Rows of box annotation data
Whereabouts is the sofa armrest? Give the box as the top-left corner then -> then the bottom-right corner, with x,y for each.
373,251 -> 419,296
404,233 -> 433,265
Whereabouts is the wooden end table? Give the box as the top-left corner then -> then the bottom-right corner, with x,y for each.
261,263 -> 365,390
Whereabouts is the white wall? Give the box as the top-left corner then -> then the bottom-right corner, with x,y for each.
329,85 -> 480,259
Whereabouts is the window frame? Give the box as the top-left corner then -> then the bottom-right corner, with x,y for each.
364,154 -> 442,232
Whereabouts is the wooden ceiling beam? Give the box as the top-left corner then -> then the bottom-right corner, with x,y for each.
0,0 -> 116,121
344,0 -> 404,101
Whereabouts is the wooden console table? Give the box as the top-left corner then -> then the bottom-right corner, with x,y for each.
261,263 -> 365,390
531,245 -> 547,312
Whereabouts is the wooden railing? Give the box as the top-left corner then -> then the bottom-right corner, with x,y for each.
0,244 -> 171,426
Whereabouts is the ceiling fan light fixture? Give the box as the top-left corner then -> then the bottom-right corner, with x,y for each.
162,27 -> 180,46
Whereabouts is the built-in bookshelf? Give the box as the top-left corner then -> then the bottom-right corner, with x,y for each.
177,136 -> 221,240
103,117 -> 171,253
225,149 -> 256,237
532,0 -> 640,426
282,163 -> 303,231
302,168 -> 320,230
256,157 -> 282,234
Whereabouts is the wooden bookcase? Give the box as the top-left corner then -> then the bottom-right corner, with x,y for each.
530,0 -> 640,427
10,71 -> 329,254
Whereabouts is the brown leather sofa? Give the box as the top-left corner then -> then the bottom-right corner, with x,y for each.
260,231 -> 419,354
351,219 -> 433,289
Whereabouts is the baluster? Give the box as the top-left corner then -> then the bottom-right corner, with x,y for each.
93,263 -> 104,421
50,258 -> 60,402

THE TASK: Reproduce the lines from the one containing "Whereabouts is the wooden railing?" through the one containing "162,27 -> 180,46", inclusive, replacing "Whereabouts" with "Where" and leaving everything else unchanged.

EXERCISE RESPONSE:
Where is the wooden railing? Give the box as the top-left corner then -> then the bottom-right corner, with x,y for each.
0,244 -> 171,426
Where is the ceiling fan light fixture? Give the box as the top-left corner then -> then the bottom-right corner, with x,y for each.
162,27 -> 180,46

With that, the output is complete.